Source document:
## BEGIN

Skip to content

4. data type parsing functions

If we have for example:

TestStructName value[5][3] = {{...},{...}};
// or
char** c = ...;
//or
typedef enum { MODE_A, MODE_B = 5, MODE_C } Mode;

we need a pretty smart code that will be able to parse those patterns.

char c;

We need to implement an enum that will be holding parsed data, let’s name it ‘DataType’. It has to be an enum because it will be holding different data types like: arrays, pointers, enums, etc.

But for now, only give it these types:

  • Data-> name and a bool value- if it is unsigned
  • Pointer-> Box< DataType >
⚠️ Implementation
parser/types/mod.rs
#[derive(Debug, Clone)]
pub enum DataType {
Data { name: String, unsigned: bool },
Pointer(Box<DataType>),
}
pub fn parse(parser: &mut Parser) -> Result<DataType>{...}
  1. Parse current tokens so that it outputs appropriate ‘DataType’.
  2. Remember to check for TokenKind::Unsigned at the beginning eg. unsigned int uint = 16;
  3. select the right function depending on the kind of the token it encountered next:
    • identifier -> identifier_type();
    • enum -> enum_type();
    • struct -> struct_type();
  4. Their functions will output Result<DataType>, so we will just output them straight after adding some context.
⚠️ Implementation
parser/types/mod.rs
pub fn parse(parser: &mut Parser) -> Result<DataType> {
let unsigned = {
let current = parser.current();
let unsigned = current.value == "unsigned";
if unsigned {
parser.advance();
}
unsigned
};
let current = parser.advance().to_owned();
match current.kind {
TokenKind::Identifier => {
identifier_type(parser, unsigned, current).context("types::parse -> identifier")
}
TokenKind::Enum => enum_type(parser).context("types::parse -> Enum"),
TokenKind::Struct => struct_type(parser).context("types::parse -> Struct"),
other => {
bail!(
"types::parse: expected to fine 'Identifier' || 'Enum' || 'Struct', found: {:?} -> parsing of this token kind as datatype is not supported",
other
)
}
}
}

This will be a really simple one: It has to output Datatype::Data, and it will do it by just taking, current token as an name, and a boolean saying weather it is unsigned or not.

But then we need to check if our data isn’t wrapped in pointers, so we need to be wrap our data in a DataType::Pointer for each token of kind ‘star’.

⚠️ Implementation
/parser/types/mod.rs
fn identifier_type(parser: &mut Parser, unsigned: bool, current: Token) -> Result<DataType> {
let mut output = DataType::Data {
name: current.value,
unsigned,
};
while parser.current().kind == TokenKind::Star {
output = DataType::Pointer(Box::new(output));
parser.advance();
}
Ok(output)
}

Now update call to ‘identifier_type()’ inside ‘parse()’ and you should be able to pares the type form the example. In this tutorial we will be testing this later, when we implement variable declaration, but you might test it out right now if you want!

## END

Request 1:
In the parsing tutorial, write out the stretch from "This will be" through "unsigned or not." again, swapping "boolean" for "flag".
Request 2:
Decide whether each statement agrees with the parsing tutorial, and support each yes or no with the exact words that settle it. (a) The parse function should check for unsigned at the start. (b) The identifier function wraps the data in a pointer once for each star token. (c) The tutorial tests the type parsing right away in this section.

Extracted records:

## BEGIN

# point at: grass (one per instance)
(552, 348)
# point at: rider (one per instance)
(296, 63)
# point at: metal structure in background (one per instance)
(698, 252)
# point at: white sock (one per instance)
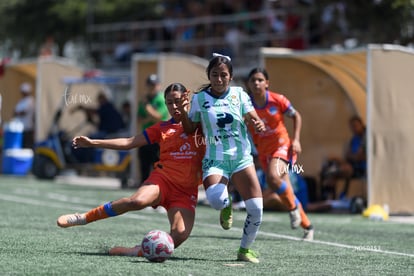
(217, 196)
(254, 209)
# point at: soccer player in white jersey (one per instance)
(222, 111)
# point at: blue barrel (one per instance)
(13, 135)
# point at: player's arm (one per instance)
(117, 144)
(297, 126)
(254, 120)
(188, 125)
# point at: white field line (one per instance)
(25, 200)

## END
## BEGIN

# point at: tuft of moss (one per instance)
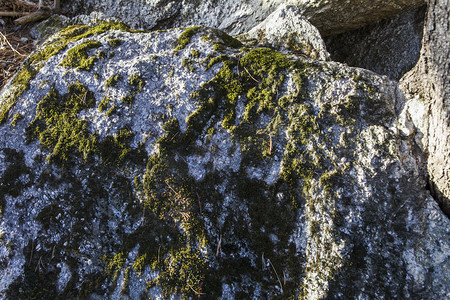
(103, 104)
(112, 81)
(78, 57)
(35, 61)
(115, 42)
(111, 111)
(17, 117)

## END
## BEGIN

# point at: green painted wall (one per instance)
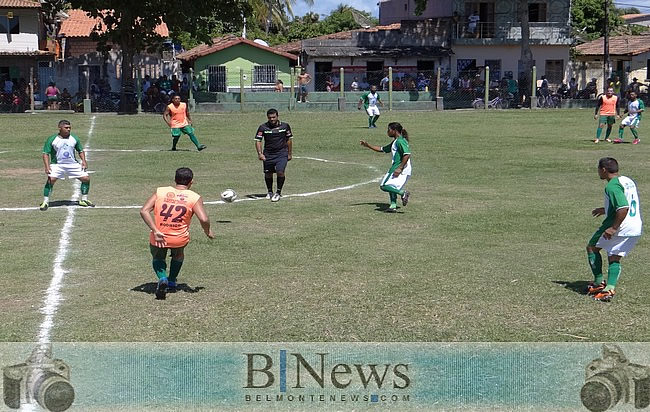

## END

Correct result 1:
This will be a really simple one: It has to output Datatype::Data, and it will do it by just taking, current token as an name, and a flag saying weather it is unsigned or not.

Correct result 2:
(a) Yes: "Remember to check for TokenKind::Unsigned at the beginning"
(b) Yes: "wrap our data in a DataType::Pointer for each token of kind ‘star’"
(c) No: "In this tutorial we will be testing this later, when we implement variable declaration"